- **PROBLEM DESCRIPTION**
Render every line of the records below as a JSON list of strings, one string per line, leaving out any blank lines.

- **DATA PROVIDED**
:::::

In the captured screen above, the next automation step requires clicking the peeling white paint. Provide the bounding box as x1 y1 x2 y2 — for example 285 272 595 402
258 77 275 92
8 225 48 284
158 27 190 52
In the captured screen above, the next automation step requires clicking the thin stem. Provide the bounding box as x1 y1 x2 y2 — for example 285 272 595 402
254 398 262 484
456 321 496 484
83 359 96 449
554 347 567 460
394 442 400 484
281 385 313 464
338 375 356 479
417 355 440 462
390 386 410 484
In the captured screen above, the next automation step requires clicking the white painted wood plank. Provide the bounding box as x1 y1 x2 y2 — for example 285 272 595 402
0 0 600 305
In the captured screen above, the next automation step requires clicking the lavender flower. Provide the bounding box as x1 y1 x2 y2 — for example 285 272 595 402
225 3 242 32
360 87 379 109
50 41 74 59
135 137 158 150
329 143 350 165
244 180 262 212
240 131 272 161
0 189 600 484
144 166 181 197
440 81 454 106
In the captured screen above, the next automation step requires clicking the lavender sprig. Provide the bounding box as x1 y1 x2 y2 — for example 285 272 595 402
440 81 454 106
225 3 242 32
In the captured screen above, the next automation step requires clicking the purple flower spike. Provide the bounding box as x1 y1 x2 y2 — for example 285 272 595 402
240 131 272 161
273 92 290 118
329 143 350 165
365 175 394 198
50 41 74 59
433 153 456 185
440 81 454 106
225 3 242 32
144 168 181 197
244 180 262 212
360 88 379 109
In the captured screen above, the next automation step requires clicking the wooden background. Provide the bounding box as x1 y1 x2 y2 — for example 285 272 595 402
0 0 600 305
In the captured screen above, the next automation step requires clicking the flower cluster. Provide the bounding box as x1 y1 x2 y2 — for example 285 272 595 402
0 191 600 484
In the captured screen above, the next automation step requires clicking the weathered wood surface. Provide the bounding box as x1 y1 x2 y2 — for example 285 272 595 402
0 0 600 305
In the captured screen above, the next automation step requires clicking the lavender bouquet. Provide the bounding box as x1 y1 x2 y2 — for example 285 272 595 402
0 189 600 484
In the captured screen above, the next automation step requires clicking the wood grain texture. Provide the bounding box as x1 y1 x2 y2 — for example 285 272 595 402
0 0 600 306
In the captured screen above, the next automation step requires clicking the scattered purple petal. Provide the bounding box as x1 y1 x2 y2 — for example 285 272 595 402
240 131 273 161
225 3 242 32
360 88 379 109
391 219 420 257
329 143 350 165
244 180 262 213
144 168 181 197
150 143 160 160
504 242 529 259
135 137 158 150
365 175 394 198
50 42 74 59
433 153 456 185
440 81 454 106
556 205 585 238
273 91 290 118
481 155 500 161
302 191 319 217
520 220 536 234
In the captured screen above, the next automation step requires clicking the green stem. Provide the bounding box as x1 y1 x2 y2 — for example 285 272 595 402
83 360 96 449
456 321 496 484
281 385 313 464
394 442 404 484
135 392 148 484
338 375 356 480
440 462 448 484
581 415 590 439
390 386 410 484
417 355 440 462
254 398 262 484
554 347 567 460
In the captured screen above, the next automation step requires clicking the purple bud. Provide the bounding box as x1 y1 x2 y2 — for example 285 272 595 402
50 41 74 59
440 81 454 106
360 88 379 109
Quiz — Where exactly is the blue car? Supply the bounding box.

:::::

- **RESPONSE TO THE TASK**
[
  "In the captured screen above, the next automation step requires clicking the peeling white paint. Provide the bounding box as x1 y1 x2 y2 — for example 285 272 595 402",
  "258 77 275 92",
  "8 225 48 284",
  "158 27 190 52",
  "In the captured screen above, the next automation step requires clicking the thin stem. Provide the bounding box as x1 y1 x2 y2 — for example 285 272 595 402",
  "254 398 262 484",
  "456 321 496 484",
  "83 359 96 449",
  "554 347 567 460",
  "394 442 400 484",
  "281 385 313 464",
  "338 375 356 479",
  "417 355 440 462",
  "390 386 410 484",
  "In the captured screen above, the next automation step requires clicking the white painted wood plank. Provide the bounding box as x1 y1 x2 y2 — for example 285 272 595 402",
  "0 0 600 305",
  "In the captured screen above, the next automation step requires clicking the lavender flower. Provide the bounding box as x1 y1 x2 y2 — for example 285 272 595 402",
  "225 3 242 32",
  "360 87 379 109",
  "50 41 74 59",
  "135 137 158 150",
  "329 143 350 165",
  "244 180 262 212",
  "240 131 272 161",
  "0 189 600 484",
  "144 166 181 197",
  "440 81 454 106",
  "In the captured screen above, the next automation step requires clicking the lavender sprig. Provide the bounding box as x1 y1 x2 y2 — for example 285 272 595 402",
  "440 81 454 106",
  "225 3 242 32",
  "In the captured screen above, the next automation step requires clicking the purple flower spike. Provide the bounding box as x1 y1 x2 y2 — for example 285 272 595 402",
  "240 131 272 161",
  "273 92 290 118",
  "329 143 350 165",
  "365 175 394 198",
  "50 41 74 59",
  "433 153 456 185",
  "440 81 454 106",
  "225 3 242 32",
  "144 168 181 197",
  "244 180 262 212",
  "360 88 379 109",
  "In the captured screen above, the next automation step requires clicking the wooden background. Provide the bounding box as x1 y1 x2 y2 — for example 285 272 595 402",
  "0 0 600 305",
  "In the captured screen above, the next automation step requires clicking the flower cluster. Provide the bounding box as x1 y1 x2 y2 — for example 285 272 595 402",
  "0 191 600 484",
  "In the captured screen above, the next automation step requires clicking the weathered wood surface. Provide the bounding box as x1 y1 x2 y2 — for example 285 272 595 402",
  "0 0 600 305",
  "In the captured screen above, the next automation step requires clicking the lavender bouquet. Provide the bounding box as x1 y1 x2 y2 — for example 285 272 595 402",
  "0 189 600 484",
  "In the captured screen above, the next automation step requires clicking the wood grain texture. Provide the bounding box as x1 y1 x2 y2 — for example 285 272 595 402",
  "0 0 600 306",
  "In the captured screen above, the next automation step requires clicking the scattered purple petal. Provide the bounding box as x1 y1 x2 y2 — for example 285 272 595 402",
  "240 131 273 161",
  "225 3 242 32",
  "360 88 379 109",
  "391 219 420 257",
  "329 143 350 165",
  "244 180 262 213",
  "144 168 181 197",
  "150 143 160 160",
  "504 242 529 259",
  "135 137 158 150",
  "365 175 394 198",
  "50 42 74 59",
  "433 153 456 185",
  "440 81 454 106",
  "556 205 585 238",
  "273 91 290 118",
  "481 155 500 161",
  "302 191 319 217",
  "520 220 536 234",
  "In the captured screen above, the next automation step requires clicking the green stem. Provide the bounding box as x1 y1 x2 y2 — for example 285 272 595 402",
  "83 360 96 449",
  "456 321 496 484",
  "281 385 313 464",
  "394 442 404 484",
  "135 392 148 484",
  "338 375 356 480",
  "440 462 448 484",
  "581 415 590 439",
  "390 386 410 484",
  "417 355 440 462",
  "254 398 262 484",
  "554 347 567 460",
  "In the captured screen above, the next automation step requires clicking the purple bud. Provide the bounding box as x1 y1 x2 y2 — for example 285 272 595 402",
  "50 41 74 59",
  "440 81 454 106",
  "360 88 379 109",
  "Quiz — Where exactly is the blue car? Supply the bounding box."
]